● Exercice court
Reprenez le compte rendu du concert de Murcof ci-dessous et prolongez-le à partir de sa dernière phrase.

● Extrait du document

━━━━━━━━━━━━━━━━

Hébétés nous étions à la fin de la fessée Mira Calix, mais tout émoustillés à l’idée de voir Murcof, le gros pari de la soirée. Le gros pari car de nombreux avis nous étaient parvenus, toujours très argumentés, mais aussi très différents les uns des autres. C’est donc définitivement vautré dans un de ces merveilleux fauteuils rouges qu’on a lutté pendant trois quarts d’heure pour ne pas fermer les yeux et s’endormir comme des grosses larves devant des visuels somme toute assez fantastiques. Loin de la croix épurée du Vigroux, loin aussi du cubisme warpien de Mira Calix, le visuel est ici élevé au même rang que le sonore, et Murcof lui-même ne devient plus que la moitié de sa prestation. Et c’est finalement probablement ce qui sauve la performance. On serait bien en peine de juger de la qualité intrinsèque de la partie musicale, mais ce qu’on peut dire avec certitude, c’est qu’en dehors de ce cadre bien précis, elle perdrait une grande partie si ce n’est la totalité de son intérêt. Murcof est donc passé au stade d’artiste de performance pure, s’affranchissant des supports autres que l’immersion directe. Alors oui, sur place, ça a de la gueule, et si tant est qu’on soit un peu sensible à ce genre de trip colorimétrique-ambientesque, c’est le gros kiff assuré. Et effectivement, ambiance feutrée, musique douce, gros fauteuil et petit hot dog, manque plus qu’une cheminée et un whisky et c’est l’état-providence cette histoire. Mais sorti de là et après s’être rétamé la tronche sur la moquette rêche de l’espace Pierre Cardin en quête du live suivant, on se rend compte que tout ce petit monde est aussi prenant et enveloppant qu’il est limité : en dehors de la performance en direct, rien n’est possible, et réécouter le live en podcast que Radio Campus Paris vous a gracieusement offert ne fait que souligner la vacuité de l’écoute au casque hors contexte. On est bien passé à un nouveau stade dans l’appréhension de la musique, celle de la performance exclusive. Est-ce une bonne chose ? J’en sais rien. Mais en tous cas, réécouter du Murcof en dehors de ses concerts, ça me fait plus trop envie.

━━━━━━━━━━━━━━━━

● Informations fournies

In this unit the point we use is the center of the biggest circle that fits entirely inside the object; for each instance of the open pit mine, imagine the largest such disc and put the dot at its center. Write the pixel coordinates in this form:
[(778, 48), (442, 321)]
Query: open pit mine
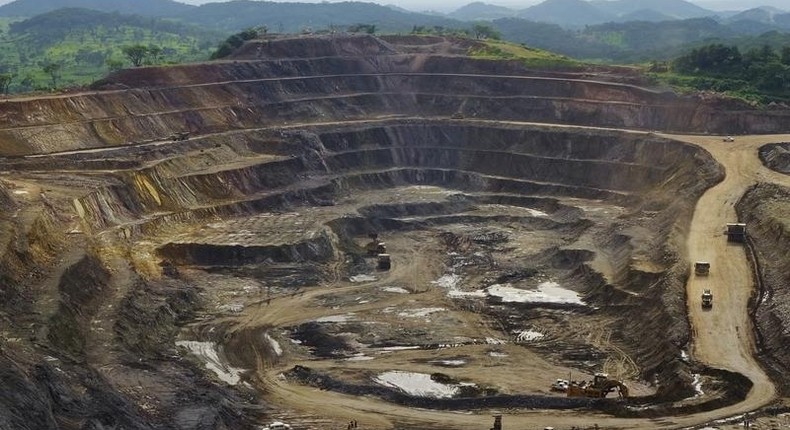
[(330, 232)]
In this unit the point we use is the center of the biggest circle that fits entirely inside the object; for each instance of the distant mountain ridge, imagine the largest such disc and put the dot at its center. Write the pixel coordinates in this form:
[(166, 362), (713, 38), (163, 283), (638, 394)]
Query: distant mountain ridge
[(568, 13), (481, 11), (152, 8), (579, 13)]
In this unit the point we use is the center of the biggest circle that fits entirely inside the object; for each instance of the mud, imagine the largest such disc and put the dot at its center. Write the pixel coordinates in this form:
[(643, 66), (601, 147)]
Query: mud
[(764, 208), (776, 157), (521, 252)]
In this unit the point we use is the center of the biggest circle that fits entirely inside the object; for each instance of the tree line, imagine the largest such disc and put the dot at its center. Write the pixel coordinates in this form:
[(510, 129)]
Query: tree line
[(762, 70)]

━━━━━━━━━━━━━━━━

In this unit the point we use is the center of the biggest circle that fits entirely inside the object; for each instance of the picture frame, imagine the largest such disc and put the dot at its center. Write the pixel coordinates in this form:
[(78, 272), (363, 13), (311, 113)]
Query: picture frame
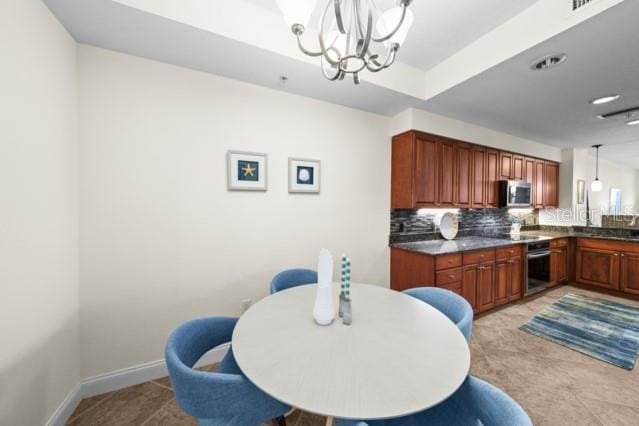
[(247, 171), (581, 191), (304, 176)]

━━━━━━━━━━━━━━━━

● Résultat de l'exercice
C’est en petite forme que nous attaquâmes le live de celui qui avait mis une raclée aux spectateurs du Transient 2014, j’ai nommé Richard Devine. Un mélange de peur viscérale et d’impatience chronique s’empare de la salle. Parqué derrière son bordel modulaire, Richard Devine entame son live 2015. On divague au milieu de la foule, on se cherche une place. Bordel, ça s’est bien rempli. Comme il nous l’expliquait au micro d’Amplitudes quelques heures plus tôt, chaque live est une improvisation. Autant dire donc qu’il n’était pas plus fixé que nous sur la tournure de la soirée. Et effectivement, surpris nous fûmes. D’une texture étrangement dansante, ce live sent la techno, l’acid, et – pour la première fois du festival – la sueur. Les petits petons s’activent dans tous les sens, ça prend des selfies, la performance s’étire, n’en finit plus, ça crie… Un live à l’opposé géométrique de l’an dernier, où les sections rythmées laissaient de temps en temps la place à des portions over-breakées WTF, portions qui étaient bien majoritaires l’an dernier, tant c’était parfois rude. Un live plus consensuel donc, car plus progressif, de part sa nature aléatoire. Le modulaire a ses contraintes, et la vitesse d’éxecution qui caractérisait son live 2014 et qui nous avait fait lâcher tant de « pouaaah baletriiiingue » de jalousie, laisse ici la place à un son plus chaleureux et plus humain, car plus interactif avec le public. Plus qu’une démonstration technique destinée à nous rétamer la gueule, on assiste ici réellement à la construction en direct d’une oeuvre dont ni l’auditeur ni l’artiste ne connaît la conclusion. Meilleur ou moins bon que l’an dernier ? Chacun en jugera, mais il a en tous cas fait assez peu de mécontents. Chapeau Richard.
Fin du live, la salle – que dis-je, le festival – se vide, littéralement. On dirait que 75% des gens étaient venus voir Richard Devine, sans même oser penser laisser une once de chance à ce qui suivait, ce qui parait tout de même étonnant quand on sait que c’est Emptyset qui est censé clôturer la soirée, mais admettons. Bande d’ingrats.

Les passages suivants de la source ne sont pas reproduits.